Work required:
Put each line of the records below into a JSON list of strings, starting at the line containing "of the tiled" and running through the end of the records. Include both ends and leave out any blank lines.
+++ Supplied data
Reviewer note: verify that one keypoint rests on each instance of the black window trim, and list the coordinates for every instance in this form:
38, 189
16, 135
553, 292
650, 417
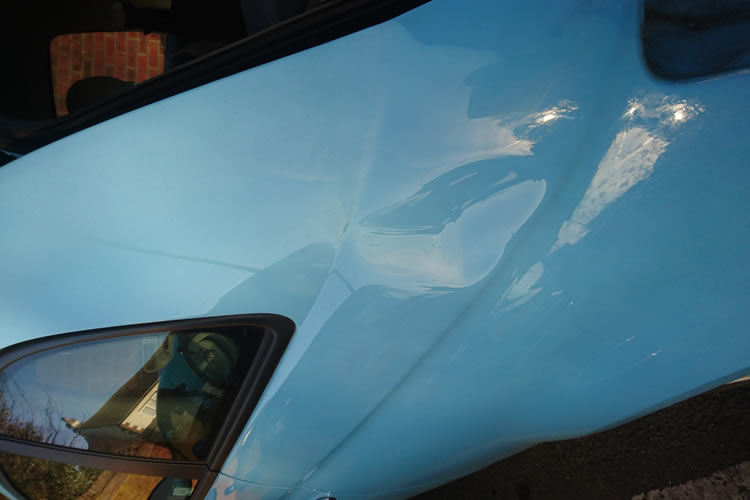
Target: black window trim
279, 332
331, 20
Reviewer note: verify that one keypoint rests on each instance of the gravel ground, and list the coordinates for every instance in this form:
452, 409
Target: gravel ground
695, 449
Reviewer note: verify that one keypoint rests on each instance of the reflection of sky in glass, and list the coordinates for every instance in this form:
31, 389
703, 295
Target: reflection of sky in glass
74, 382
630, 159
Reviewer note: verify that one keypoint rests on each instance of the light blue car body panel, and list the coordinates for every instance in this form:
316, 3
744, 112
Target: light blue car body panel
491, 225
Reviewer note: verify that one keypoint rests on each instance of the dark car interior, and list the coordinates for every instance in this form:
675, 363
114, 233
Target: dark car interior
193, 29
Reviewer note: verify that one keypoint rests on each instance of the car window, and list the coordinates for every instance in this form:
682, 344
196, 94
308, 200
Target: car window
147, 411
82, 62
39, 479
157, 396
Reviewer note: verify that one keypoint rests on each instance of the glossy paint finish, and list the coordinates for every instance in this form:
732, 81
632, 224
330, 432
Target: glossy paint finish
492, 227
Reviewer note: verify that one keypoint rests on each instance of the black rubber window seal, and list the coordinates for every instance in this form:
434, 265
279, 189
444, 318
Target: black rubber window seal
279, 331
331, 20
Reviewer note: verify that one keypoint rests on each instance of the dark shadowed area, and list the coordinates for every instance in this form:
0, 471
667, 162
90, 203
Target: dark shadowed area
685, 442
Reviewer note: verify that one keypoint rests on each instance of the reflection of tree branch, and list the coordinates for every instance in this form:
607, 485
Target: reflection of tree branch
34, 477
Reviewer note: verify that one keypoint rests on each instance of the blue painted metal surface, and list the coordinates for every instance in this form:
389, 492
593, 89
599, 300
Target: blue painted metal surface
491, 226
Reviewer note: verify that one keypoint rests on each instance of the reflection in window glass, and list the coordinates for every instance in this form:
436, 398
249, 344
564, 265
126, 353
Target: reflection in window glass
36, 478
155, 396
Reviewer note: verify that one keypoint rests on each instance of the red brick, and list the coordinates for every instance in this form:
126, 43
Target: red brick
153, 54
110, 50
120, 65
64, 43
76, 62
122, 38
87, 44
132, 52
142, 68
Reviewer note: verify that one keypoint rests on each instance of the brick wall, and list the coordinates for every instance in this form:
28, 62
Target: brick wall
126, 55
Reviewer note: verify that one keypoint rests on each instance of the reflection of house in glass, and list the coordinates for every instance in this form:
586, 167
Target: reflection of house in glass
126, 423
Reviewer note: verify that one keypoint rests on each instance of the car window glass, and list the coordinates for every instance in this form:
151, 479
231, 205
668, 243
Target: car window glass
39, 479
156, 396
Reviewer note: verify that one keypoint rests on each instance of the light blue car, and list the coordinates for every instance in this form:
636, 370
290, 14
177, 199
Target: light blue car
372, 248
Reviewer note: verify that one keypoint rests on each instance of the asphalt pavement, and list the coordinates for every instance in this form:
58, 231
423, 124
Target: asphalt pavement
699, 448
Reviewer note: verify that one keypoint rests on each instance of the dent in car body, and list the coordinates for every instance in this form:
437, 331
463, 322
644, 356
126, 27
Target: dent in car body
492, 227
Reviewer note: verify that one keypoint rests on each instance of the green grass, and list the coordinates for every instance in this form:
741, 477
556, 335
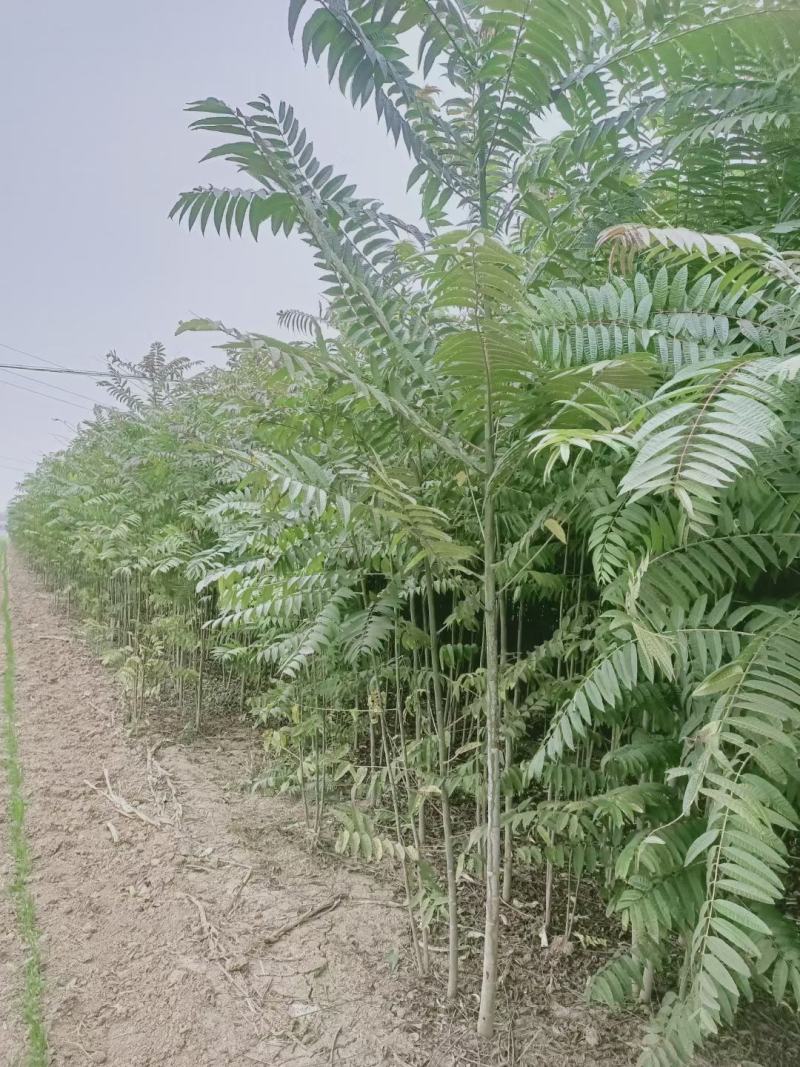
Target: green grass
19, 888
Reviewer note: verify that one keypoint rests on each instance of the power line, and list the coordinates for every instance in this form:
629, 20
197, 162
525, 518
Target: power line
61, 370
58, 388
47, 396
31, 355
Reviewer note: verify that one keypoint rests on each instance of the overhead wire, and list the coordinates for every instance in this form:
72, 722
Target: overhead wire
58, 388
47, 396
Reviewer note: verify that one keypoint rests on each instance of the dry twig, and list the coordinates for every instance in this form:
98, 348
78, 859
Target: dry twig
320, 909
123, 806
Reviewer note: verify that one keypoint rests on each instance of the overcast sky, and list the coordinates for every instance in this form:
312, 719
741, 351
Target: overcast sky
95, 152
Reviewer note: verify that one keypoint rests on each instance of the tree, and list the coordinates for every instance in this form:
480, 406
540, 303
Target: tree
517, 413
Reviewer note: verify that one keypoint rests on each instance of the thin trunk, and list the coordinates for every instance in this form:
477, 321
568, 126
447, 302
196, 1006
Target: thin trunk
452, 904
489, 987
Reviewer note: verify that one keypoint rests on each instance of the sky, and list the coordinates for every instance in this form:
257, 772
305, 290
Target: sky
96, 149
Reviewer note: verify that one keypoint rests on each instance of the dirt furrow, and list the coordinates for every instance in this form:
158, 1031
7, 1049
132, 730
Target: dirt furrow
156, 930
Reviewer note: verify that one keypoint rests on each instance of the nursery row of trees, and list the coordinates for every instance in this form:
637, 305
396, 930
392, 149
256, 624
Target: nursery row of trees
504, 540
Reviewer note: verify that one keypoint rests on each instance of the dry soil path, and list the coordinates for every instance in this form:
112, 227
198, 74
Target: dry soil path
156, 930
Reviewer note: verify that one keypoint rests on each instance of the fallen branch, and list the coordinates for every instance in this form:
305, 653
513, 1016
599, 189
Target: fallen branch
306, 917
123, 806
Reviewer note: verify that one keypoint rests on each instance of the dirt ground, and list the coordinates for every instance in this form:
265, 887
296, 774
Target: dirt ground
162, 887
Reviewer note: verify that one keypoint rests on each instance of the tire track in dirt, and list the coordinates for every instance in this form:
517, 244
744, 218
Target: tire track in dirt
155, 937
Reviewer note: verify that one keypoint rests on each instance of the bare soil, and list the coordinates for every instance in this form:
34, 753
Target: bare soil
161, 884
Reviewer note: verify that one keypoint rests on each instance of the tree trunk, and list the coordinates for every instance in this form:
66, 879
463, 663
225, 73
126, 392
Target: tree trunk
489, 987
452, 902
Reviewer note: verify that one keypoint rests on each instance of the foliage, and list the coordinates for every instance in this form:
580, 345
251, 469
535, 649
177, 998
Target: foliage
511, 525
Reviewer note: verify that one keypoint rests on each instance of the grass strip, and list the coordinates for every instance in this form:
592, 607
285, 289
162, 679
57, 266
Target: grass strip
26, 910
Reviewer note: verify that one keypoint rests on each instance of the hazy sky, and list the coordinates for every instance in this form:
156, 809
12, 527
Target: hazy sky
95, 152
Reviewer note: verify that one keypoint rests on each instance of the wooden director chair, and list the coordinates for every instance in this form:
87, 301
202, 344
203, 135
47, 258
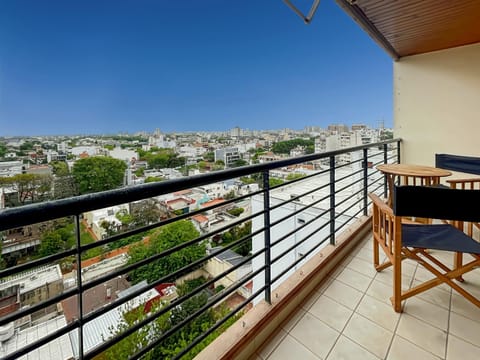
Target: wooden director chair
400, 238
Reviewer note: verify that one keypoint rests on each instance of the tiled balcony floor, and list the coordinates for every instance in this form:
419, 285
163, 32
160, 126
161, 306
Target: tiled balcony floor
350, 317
++++++
Response to the task:
[
  "Reviewer note: verify that one keypoint rests on each instance of the tiled balcony floor, and list the coordinates for every instance in this form:",
  "419, 285",
  "163, 32",
  "160, 126",
  "161, 306",
  "Target: tiled balcony floor",
  "350, 317"
]